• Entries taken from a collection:
══════════

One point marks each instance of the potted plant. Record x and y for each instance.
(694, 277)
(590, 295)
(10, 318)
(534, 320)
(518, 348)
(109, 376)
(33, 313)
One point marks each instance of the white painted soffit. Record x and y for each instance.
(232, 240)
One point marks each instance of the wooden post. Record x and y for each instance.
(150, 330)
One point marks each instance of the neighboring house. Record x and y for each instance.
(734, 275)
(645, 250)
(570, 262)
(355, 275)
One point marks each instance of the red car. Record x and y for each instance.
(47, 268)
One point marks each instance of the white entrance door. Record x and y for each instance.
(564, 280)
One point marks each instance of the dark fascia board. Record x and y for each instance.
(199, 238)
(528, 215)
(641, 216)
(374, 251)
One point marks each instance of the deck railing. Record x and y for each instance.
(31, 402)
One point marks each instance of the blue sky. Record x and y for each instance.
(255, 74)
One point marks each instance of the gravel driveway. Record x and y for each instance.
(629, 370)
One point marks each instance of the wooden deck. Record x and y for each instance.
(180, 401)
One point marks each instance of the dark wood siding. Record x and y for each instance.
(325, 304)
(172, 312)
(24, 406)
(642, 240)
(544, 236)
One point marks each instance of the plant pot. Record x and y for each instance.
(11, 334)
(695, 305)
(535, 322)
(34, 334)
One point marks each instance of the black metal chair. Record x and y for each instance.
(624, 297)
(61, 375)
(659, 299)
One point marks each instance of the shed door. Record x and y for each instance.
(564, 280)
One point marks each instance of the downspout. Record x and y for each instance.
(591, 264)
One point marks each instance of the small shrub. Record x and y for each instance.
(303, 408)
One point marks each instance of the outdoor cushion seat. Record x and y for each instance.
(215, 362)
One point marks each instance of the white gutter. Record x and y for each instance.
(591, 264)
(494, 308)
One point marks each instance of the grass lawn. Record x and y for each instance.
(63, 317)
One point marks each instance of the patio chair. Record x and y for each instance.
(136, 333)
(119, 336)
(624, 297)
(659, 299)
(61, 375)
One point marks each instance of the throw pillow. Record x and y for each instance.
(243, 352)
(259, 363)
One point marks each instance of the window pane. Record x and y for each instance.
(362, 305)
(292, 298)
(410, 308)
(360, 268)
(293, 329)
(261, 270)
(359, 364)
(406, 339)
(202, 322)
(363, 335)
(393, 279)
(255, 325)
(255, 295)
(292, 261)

══════════

• What you are asked to do: The line containing "One point marks each instance of the throw" and every line after it, through the end of the records, should be repeated exactly and alone.

• Solution for this task:
One point marks each instance of the throw pillow. Record x and y for each instance.
(243, 352)
(259, 363)
One point marks each instance of the window pane. Record x and y for each instance.
(362, 305)
(292, 298)
(410, 308)
(360, 268)
(293, 329)
(261, 270)
(359, 364)
(406, 339)
(202, 322)
(363, 335)
(393, 279)
(255, 325)
(255, 295)
(292, 261)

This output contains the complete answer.